----- Selected extract -----
A Critique of Pat Utomi’s Theory on Management Leadership

by Michael Oluwagbemi II

Those of us who comment in the public sphere have an onerous responsibility to be precise and accurate. In our analysis, we owe it to our readers to be objective and point a new path based on reason. Our writing is not just for the record, but for enlightenment. This responsibility is especially sacred if we choose to write on the World Wide Web, that powerful but noisy platform that have turned loose a wealth of knowledge and bagful of information on mankind. It is also especially true that while we write variedly and on various topics and themes, some are regarded as experts in certain areas. Indeed, when we write on those topics on which experience and judgement have conferred on us special expertise, we carry a far greater responsibility than the rest of the pack.

Certainly, when Pat Utomi writes about management and/or leadership the listening public tunes in. We do so not because Pat Utomi is our nascent day Nostradamus, but because as philosophy is to Aristotle, so is Pat Utomi to leadership and management amongst this band of wild internet warriors. I need not explore his background to prove this. Based on that premise, I read the discourse penned by the amiable Utomi titled: “The difference between leadership and management”.

It is true we don’t anticipate experts making pedestrian mistakes, much the same way as one should never dream of Bash Ali in his heydays making a fool of Mohammed Ali when he was in top form. That is a nightmarish scenario. When experts stumble, our world tumble and we may fumble (no pun intended); indeed the history of professionals in our national life is riddled with book experts who make a generalization of their knowledge but fail woefully in its application. In error, they juxtapose examples without foreseeing the implicit pitfalls in their analogies and near approximations to real life. Falae still believes in SAP, as Pat Utomi thinks El Rufai was a leader not a manager. Theirs is an error in analogy, usually rendering the underlying thought mundane when compared to their larger body of discourse no matter how valid.

The problem with Professor Utomi’s theory was not the substantive underlying distinction between leadership and management, as a matter of fact it was timely; it was the analogies that symbolized this distinction for his readers that made it fall flat on its face. Indeed, there is no question that our country has been lacking in directional leadership since inception, and it was about time the record was set straight on the use of the word “leader” in a generation where every Tamuno, Dickson and Harry is assuming that title as if it has gone out of style. However, the professor made the inexcusable error of tying leadership to the simplistic notion of “action”. Paraphrasing him, activity is associated with leadership. I disagree and I will explain.

In fact, leadership should not be associated with activity for the sake of it, or for hyperactivity for that matter. Leadership is associated with having an uncommon vision for change, using the limited resources available to effect such positive change and creating institutional capacity to ensure such change is not just maintained but improved upon. On the other hand, a great manager simply takes action. The action of a great manager is centered on “us now” instead of “them later”, which is generally the focus of the leader. The leader plans revolves around three generations, the manager focus is on the present. A great manager marshals resources to do his job, and does it excellently well; a great leader builds consensus to reach for higher ideals. One last thing a great leader does is that they breed natural successors. Managers on the other hand impose successors or end up without any! Writing in 21 Irrefutable Laws of Leadership, author John C. Maxwell wrote in the 13th and 14th that “only secure leaders’ gives powers to others” and “it takes a leader to raise a leader”. His chart of ten great coaches that Bill Walsh, the great 49ers coach spawned is a testimony to this fact (pp 135)
-----
• Task list:
• A. In the critique of Pat Utomi's theory, take the passage between "The problem with" and "I will explain.", inclusive, and give it again with "analogies" changed to "comparisons".
• B. Write the next part of the critique of Pat Utomi's leadership theory, picking up right after its final sentence.
----- Provided material -----
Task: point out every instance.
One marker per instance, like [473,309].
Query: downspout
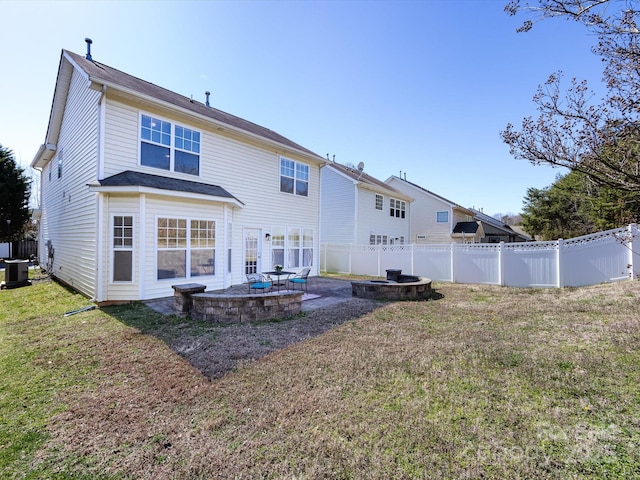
[100,296]
[99,279]
[102,115]
[141,251]
[320,217]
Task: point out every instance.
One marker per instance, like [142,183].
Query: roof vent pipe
[89,42]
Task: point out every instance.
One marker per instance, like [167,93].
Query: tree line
[599,142]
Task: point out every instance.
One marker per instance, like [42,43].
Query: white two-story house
[143,188]
[358,209]
[434,219]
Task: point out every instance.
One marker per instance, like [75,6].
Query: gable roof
[104,75]
[466,227]
[136,181]
[429,192]
[496,227]
[367,181]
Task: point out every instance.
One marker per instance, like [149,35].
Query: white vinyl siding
[338,208]
[71,212]
[378,222]
[67,205]
[423,215]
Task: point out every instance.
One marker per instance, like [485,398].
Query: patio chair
[258,281]
[300,279]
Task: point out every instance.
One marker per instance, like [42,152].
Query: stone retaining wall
[244,308]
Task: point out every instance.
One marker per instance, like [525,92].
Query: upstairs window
[169,147]
[397,208]
[442,217]
[294,177]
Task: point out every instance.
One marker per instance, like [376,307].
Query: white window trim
[295,177]
[216,248]
[172,148]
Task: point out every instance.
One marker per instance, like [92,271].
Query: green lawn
[486,382]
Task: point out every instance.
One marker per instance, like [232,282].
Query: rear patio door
[252,250]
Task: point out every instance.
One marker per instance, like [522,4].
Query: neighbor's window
[185,246]
[122,248]
[397,208]
[378,239]
[169,147]
[294,177]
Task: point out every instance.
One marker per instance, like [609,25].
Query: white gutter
[165,193]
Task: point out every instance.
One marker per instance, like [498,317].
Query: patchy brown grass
[487,382]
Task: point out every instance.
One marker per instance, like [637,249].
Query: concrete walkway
[323,292]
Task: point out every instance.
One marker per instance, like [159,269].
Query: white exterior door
[252,251]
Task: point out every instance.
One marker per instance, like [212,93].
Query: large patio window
[185,248]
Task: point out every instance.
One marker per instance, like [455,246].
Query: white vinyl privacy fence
[589,260]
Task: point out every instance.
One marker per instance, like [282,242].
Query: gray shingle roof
[130,178]
[361,176]
[466,227]
[102,73]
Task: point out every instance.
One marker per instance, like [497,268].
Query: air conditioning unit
[16,273]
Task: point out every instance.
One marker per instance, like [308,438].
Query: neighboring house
[359,209]
[434,219]
[496,231]
[143,188]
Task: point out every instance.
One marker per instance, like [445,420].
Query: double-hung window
[169,147]
[292,247]
[397,208]
[294,177]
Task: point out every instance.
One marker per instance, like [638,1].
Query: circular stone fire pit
[392,290]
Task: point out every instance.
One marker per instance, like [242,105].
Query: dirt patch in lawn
[216,349]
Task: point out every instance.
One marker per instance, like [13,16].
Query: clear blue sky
[418,87]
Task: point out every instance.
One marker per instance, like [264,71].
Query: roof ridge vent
[89,42]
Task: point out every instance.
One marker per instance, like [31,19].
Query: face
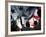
[34,19]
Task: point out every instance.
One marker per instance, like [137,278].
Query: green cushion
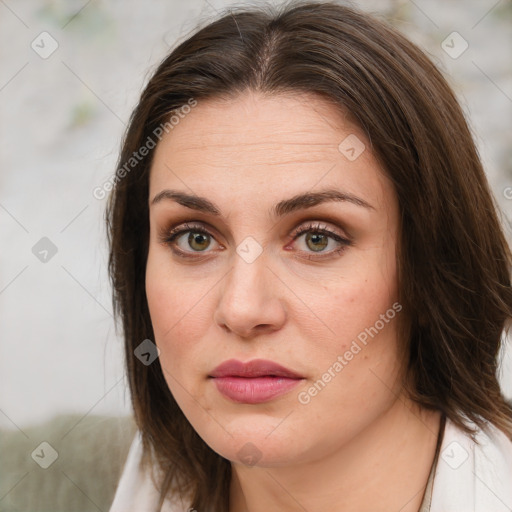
[84,460]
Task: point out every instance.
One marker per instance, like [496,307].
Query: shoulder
[136,491]
[474,472]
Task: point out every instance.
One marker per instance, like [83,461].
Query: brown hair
[453,259]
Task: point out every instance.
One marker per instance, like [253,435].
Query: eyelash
[168,238]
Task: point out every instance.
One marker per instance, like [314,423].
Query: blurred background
[71,72]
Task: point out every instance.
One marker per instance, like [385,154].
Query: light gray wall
[61,120]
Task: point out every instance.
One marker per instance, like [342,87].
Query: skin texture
[358,444]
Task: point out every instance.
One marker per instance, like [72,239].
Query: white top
[468,477]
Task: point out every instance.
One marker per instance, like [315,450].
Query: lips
[254,368]
[254,382]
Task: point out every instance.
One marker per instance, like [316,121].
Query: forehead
[266,145]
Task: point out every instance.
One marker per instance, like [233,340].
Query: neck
[385,467]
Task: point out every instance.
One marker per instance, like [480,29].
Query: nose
[250,303]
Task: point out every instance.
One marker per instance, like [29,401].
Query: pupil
[315,238]
[192,239]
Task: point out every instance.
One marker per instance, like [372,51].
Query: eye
[317,238]
[198,239]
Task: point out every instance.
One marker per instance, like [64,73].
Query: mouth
[254,382]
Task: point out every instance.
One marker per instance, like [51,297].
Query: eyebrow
[282,208]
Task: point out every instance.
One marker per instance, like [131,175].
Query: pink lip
[254,382]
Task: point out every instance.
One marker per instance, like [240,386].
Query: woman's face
[321,303]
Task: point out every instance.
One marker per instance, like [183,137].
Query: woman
[311,277]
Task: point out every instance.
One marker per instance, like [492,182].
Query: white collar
[469,477]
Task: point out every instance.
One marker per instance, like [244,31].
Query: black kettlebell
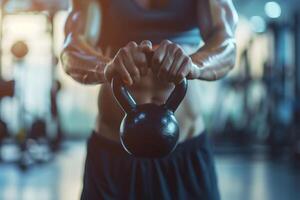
[149,130]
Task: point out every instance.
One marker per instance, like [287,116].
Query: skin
[171,63]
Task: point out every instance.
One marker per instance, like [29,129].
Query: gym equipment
[19,49]
[149,130]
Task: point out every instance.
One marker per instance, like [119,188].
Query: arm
[79,57]
[217,22]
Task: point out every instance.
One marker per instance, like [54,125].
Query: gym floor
[240,178]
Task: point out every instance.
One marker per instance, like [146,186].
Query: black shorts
[187,174]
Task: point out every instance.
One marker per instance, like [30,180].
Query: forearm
[215,59]
[84,64]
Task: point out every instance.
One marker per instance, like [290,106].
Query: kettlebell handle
[127,102]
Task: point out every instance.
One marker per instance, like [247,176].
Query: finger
[178,61]
[167,62]
[183,71]
[140,61]
[159,55]
[131,45]
[122,72]
[146,46]
[130,66]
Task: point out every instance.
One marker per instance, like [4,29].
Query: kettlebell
[148,130]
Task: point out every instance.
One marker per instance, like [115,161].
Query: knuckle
[179,52]
[131,44]
[186,60]
[181,75]
[166,42]
[164,70]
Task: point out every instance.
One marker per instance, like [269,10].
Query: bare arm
[79,57]
[217,23]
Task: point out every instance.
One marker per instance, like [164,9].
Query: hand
[171,63]
[129,63]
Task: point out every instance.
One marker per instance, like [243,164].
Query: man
[110,38]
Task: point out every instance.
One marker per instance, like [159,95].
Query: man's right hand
[130,63]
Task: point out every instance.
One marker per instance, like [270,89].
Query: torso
[151,90]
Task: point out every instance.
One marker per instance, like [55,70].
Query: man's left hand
[170,63]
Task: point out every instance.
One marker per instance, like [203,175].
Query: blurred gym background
[253,116]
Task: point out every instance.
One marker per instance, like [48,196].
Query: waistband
[97,141]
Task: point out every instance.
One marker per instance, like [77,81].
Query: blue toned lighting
[273,9]
[258,24]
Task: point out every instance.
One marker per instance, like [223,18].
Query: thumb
[146,46]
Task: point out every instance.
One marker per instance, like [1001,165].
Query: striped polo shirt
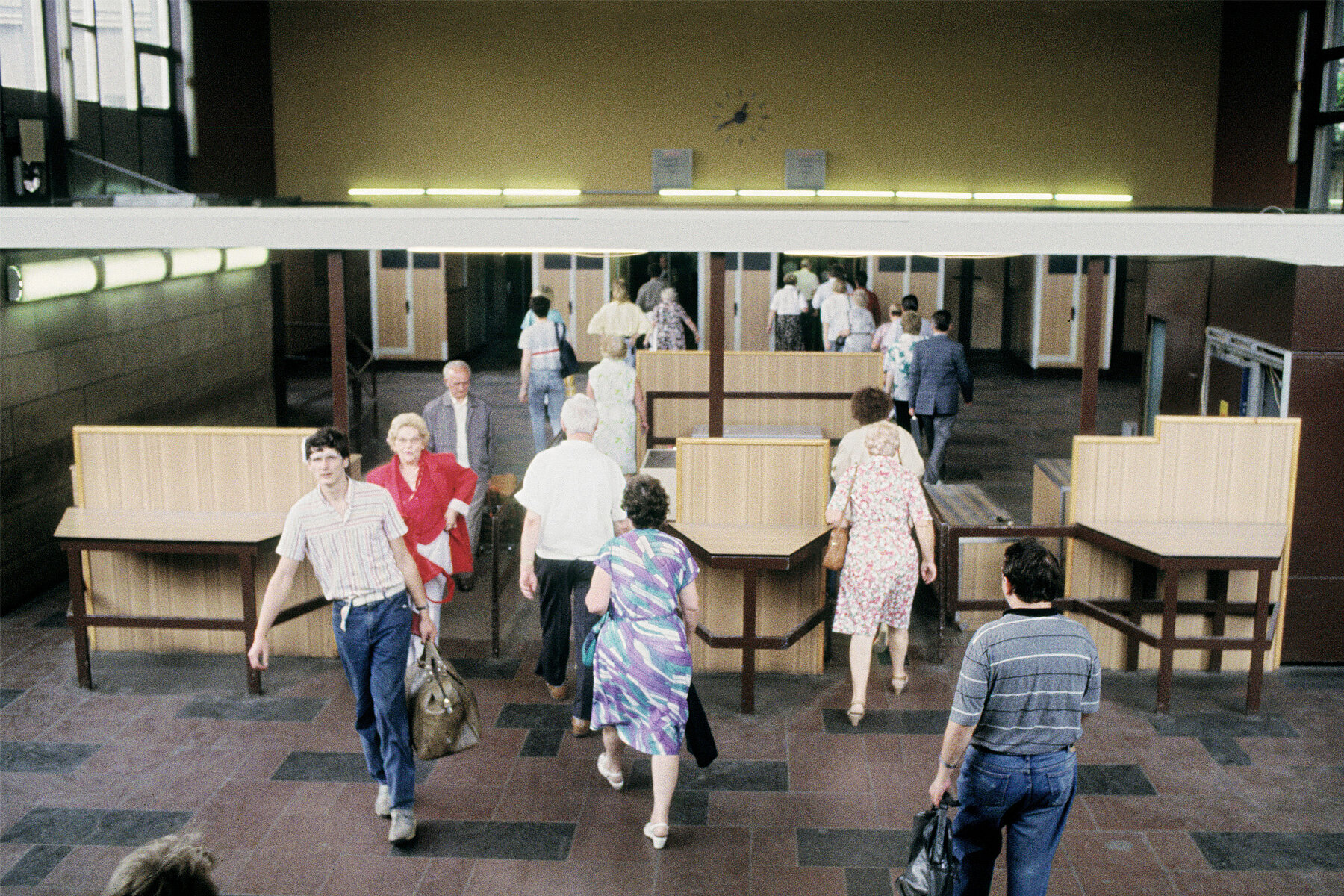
[349,554]
[1026,682]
-----
• Solved tasks:
• A.
The problem with Professor Utomi’s theory was not the substantive underlying distinction between leadership and management, as a matter of fact it was timely; it was the comparisons that symbolized this distinction for his readers that made it fall flat on its face. Indeed, there is no question that our country has been lacking in directional leadership since inception, and it was about time the record was set straight on the use of the word “leader” in a generation where every Tamuno, Dickson and Harry is assuming that title as if it has gone out of style. However, the professor made the inexcusable error of tying leadership to the simplistic notion of “action”. Paraphrasing him, activity is associated with leadership. I disagree and I will explain.

• B.
On these counts, neither Ribadu nor I dare say El-Rufai, makes the list of great leaders. Indeed, at best Ribadu is a mediocre to okay leader who had a vision for fighting corruption, made attempts to build public consciousness against it and deployed resources to build institutional capacity with limited success (just examine the modus operandi of EFCC after his departure; floundering without his much needed leadership acumen). If it is true that the quality of leadership is a product of time and space, one can make a case that Ribadu was a truly great leader in the making; and perhaps still is. The jury is till out on him. But on El-Rufai, I totally disagree.

El-Rufai the immediate past Federal Capital Territory (FCT) Minister is the prototype great manager, but horrible leader. The man is a walking contradiction when one juxtaposes his shortsighted vision with his basic execution strategy. Lacking in vision, and being a poor judge of human beings, his purposeful strategy paper produced for the abhorrent dictator Olusegun Obasanjo exemplifies the true to type manager. A manager has no higher ideals: no principle; you can hire a manger on the street to do his job, much the same way Obasanjo paid El-Rufai to produce the now public strategy paper on a succession plan (yes, a last minute one when self succession failed). El-Rufai was an excellent manager of the FCT, doing his job of keeping the city clean and well maintained and he deserves credit for that. But what he had in action, he lacked in vision.

Lacking in tact, style and unable to build lasting consensus for his limited vision (if it ever existed, as I do not see any action or words that elucidates them on record), El-Rufai’s legacy is today being undone in his own very face. Indeed, the story of the emerging unplanned and chaotic Abuja is not a contrast between leaders and managers as Professor Utomi posits in his essay. but one between good managers and bad managers. El-Rufai during his period in the public eye was brash, arrogant and tactless. Because of his style, he was unable to present an enduring vision of a beautiful and permanently flowering national capital city even to his friends, talk less of his foes that he started making (thank goodness!) from day one.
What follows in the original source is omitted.